> Problem:
Continue the opinion piece on NBC's Winter Olympics coverage from its last sentence, the one about blackouts and tape delays, in the same voice.

Dear NBC: Please Explain Your Poor Winter Olympics Coverage

Michael JeeCorrespondent IMarch 27, 2017

Everyone pretty much knows the most prestigious winter sporting event occurs every four years in the form of the Winter Olympics.

Why then is the television coverage of it so baffling and sparse?

NBC currently has the rights to broadcast the Olympics until 2012, and I predict that it will win the rights for the 2014 and 2016 Games, especially if the unfortunate Comcast-NBC merger is finalized.  The International Olympic Committee will likely delay bidding for the Olympics until 2011 to accommodate this business merger, although it has delayed bidding once already.

For top executives—Jeff Zucker, Dick Ebersol et al—at the Peacock network, it appears money trumps anything and everything else, which is expected coming from corporate fat cats.  They have decided that the Olympic motto “Swifter, Higher, Stronger” should not only describe the true, competitive mettle of Olympians, but should apply to viewers in their involuntary, frenzied quest to see if they can actually watch the Games.

It just offends me that the inconsiderate methodology is so blatant and uncreative.

The current coverage is indisputably neither viewer-friendly nor does it do the Olympics justice.  So many media markets in the U.S. suffer from blackouts during live events, and these said events are either never broadcast or shown on tape delay despite the existence of NBC’s subsidiary networks such as MSNBC, CNBC, etc.

> Stored records:

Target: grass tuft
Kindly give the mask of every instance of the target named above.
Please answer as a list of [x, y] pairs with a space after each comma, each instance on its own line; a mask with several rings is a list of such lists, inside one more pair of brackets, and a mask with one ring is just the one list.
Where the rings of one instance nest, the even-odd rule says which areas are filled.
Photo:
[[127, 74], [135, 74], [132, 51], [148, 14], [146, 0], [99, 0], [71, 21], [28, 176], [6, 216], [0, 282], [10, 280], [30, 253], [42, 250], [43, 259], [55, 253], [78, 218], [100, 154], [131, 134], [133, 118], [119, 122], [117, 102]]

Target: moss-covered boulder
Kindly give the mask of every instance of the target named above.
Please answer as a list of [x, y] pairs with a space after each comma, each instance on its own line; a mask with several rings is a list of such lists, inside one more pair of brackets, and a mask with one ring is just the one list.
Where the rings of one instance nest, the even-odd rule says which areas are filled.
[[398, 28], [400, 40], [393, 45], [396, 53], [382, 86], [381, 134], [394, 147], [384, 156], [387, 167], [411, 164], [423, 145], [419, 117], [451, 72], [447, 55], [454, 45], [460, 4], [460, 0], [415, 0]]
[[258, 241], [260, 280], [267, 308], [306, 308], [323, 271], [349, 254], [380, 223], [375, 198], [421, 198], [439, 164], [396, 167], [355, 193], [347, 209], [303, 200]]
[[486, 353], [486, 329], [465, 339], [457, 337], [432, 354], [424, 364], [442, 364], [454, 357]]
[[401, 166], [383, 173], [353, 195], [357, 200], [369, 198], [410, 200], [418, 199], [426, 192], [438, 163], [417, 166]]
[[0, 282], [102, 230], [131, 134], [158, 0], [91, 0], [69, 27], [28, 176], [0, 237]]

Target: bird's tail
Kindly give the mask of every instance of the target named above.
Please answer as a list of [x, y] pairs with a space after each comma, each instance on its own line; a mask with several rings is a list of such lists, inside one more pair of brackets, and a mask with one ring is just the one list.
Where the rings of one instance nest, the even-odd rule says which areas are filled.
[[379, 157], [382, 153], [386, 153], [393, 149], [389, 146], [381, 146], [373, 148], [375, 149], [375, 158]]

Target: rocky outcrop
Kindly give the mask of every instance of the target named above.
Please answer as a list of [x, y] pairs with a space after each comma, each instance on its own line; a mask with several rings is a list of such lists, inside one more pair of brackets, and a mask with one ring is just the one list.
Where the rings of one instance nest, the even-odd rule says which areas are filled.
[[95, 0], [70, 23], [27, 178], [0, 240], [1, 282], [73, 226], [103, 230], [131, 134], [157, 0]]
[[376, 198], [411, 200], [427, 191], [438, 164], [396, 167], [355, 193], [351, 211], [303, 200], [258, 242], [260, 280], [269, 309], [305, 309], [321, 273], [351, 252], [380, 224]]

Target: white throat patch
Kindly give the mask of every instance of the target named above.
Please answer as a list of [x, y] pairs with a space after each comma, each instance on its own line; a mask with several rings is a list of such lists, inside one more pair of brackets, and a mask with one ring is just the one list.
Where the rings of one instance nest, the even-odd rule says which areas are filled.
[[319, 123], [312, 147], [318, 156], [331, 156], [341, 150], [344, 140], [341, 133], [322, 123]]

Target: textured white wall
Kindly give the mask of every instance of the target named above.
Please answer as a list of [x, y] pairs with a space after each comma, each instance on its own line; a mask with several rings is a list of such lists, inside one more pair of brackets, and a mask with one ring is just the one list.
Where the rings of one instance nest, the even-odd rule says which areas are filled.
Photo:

> Task result:
Broadcasting sporting events in tape delay, especially in a digital age supported by the latest forms of information technology and new media, is the ultimate sin—nonsensical, outdated, and unprofessional.  Yes, viewers have Twitter, e-mail alerts, and the Internet, but these communicative tools clearly can’t replace watching the excitement and drama of live sports unfold via the magic of television.

Similarly, strategic media blackouts only enrage viewers even further by forcing fans to seek other means to find the latest schedule and results.  Plus, to impose such blackouts for a quadrennial event just adds to the frustrations.

Adding insult to injury, tape delayed events are often passed on as if they are taking place in real time.  Sorry to bust your bubble NBC, but people who want to watch speed skating with frequent pauses or when they feel like it already subscribe to TiVo, DVR, or the like.

Even when the Olympics are televised, NBC makes frequent cuts between athletes or events to showcase “exclusive” interviews and fluff pieces.  Interviews and personality stories are most certainly welcome, as long as they don’t cut into the live competition.  And flashy highlight reels set to the dramatic music of the official Winter Games soundtrack still can’t compare to the actual moment.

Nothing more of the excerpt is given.